Whereas most studies on SER deal with simulated, noise-free datasets recorded in sound-proof studios [4], SE&R 2022 brings a small dataset of approximately 50 minutes, with 625 audio segments (training dataset) from the C-ORAL-BRASIL I corpus [6], consisting of audio segments representing Brazilian Portuguese informal spontaneous speech, recorded in natural contexts and noisy environments.

The two baseline feature sets (prosodic audio features for emotion classification [7,8] and embeddings generated by the Wav2Vec 2.0 model [9]) made available for SE&R 2022 were used in this work. Feature selection was also evaluated, focusing on four small prosodic features sets, manually chosen, with 29, 19, 10, and 8 features, taken from pitch, intensity, and spectrum groups of features. While the first SER systems used machine learning methods with a careful feature engineering (see several examples in [10]), recent approaches use ensembles to learn hybrid acoustic features [11], and deep learning architectures, such as multi-task learning [12,13], attention mechanisms [14], and transfer learning approaches [15].

Our contribution to SE&R 2022 explores two architectures based on deep neural networks (DNN) aiming at detecting Speech Emotion Recognition in Portuguese audio files. Our proposal evaluates two types of inductive transfer learning: multi-task [16] and sequential transfer learning [17]. In both models, the auxiliary task is genre classification from speech 2 . Since DNN-based classifiers have a generalization error problem when trained with limited datasets, we explore two different data augmentation techniques aimed to balance the training data. We have used the SMOTE [18] to create synthetic data for the minority classes and Praat's [19] Change gender command to manipulate the acoustic features in order to create new synthetic data based on the pre-existing ones. The Jupyter notebooks and characterization of the training dataset are publicly available at https://github.com/BrunoBaldissera/ser-transfer.

+===+

**What is required:**
Answer these questions from the passage on speech emotion recognition:
1. How many audio segments make up the SE&R 2022 training dataset?
2. How many features are in each of the four prosodic feature sets that were evaluated?
3. Which technique was used to create synthetic data for the minority classes?
The rows that follow have no connection to the passage.

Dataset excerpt
+===+

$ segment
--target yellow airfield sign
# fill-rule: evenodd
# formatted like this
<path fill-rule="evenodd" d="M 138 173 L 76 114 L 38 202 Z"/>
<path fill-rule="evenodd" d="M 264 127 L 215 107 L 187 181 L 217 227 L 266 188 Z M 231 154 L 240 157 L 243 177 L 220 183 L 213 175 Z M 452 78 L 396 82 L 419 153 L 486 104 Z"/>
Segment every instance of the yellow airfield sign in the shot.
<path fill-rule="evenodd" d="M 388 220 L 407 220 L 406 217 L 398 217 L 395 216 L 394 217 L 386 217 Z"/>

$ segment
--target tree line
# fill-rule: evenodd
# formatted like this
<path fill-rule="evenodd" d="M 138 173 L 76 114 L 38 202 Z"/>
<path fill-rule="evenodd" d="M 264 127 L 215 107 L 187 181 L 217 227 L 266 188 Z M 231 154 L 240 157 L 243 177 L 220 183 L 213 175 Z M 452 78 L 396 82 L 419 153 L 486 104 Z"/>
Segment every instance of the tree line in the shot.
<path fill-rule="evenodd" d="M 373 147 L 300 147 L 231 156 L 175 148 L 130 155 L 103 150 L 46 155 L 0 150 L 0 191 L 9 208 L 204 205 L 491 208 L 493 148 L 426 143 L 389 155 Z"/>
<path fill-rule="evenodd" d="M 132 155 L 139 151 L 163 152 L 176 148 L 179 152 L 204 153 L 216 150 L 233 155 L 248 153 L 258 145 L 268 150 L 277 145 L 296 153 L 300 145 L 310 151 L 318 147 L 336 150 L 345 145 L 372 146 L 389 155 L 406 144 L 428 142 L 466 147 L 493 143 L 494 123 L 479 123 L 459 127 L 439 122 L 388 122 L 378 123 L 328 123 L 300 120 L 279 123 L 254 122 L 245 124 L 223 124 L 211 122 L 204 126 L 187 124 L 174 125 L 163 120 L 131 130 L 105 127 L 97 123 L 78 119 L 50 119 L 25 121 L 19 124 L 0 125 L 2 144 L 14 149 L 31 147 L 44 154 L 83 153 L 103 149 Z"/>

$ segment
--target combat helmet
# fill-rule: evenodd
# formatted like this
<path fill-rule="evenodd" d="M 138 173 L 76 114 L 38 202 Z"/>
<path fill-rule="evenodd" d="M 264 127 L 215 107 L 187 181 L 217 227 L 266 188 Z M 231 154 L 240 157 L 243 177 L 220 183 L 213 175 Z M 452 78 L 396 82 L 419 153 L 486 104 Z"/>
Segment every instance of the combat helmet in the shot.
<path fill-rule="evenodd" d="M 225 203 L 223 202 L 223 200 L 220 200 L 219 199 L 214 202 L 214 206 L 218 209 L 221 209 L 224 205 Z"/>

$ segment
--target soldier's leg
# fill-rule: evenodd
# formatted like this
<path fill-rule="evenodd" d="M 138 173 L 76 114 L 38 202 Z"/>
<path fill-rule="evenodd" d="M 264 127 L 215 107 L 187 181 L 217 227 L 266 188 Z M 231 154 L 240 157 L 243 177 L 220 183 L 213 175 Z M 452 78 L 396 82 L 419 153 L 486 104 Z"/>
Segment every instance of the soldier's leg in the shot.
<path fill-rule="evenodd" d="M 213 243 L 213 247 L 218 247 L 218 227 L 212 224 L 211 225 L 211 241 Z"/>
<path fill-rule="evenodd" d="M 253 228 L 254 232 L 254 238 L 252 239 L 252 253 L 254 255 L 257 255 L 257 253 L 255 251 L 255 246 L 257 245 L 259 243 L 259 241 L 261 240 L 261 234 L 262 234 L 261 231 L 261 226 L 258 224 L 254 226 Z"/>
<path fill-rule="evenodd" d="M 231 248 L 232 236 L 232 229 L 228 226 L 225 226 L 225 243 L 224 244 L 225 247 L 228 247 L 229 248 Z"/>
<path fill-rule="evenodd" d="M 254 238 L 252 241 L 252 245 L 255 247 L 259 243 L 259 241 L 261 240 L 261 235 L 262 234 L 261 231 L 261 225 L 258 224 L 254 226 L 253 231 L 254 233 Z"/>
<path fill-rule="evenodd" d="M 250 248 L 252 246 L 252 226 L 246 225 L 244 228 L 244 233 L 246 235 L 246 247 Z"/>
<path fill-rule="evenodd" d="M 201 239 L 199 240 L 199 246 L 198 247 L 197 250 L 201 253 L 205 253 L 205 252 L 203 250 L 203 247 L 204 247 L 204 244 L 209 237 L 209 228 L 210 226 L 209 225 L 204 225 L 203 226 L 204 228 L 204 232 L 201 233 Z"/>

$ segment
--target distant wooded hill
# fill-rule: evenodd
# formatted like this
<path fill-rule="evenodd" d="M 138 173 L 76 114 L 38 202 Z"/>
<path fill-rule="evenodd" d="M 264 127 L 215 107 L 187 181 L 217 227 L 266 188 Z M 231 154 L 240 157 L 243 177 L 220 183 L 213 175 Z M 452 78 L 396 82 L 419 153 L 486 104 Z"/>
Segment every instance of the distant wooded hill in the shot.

+===+

**Written answer:**
1. 625
2. 29, 19, 10, and 8
3. SMOTE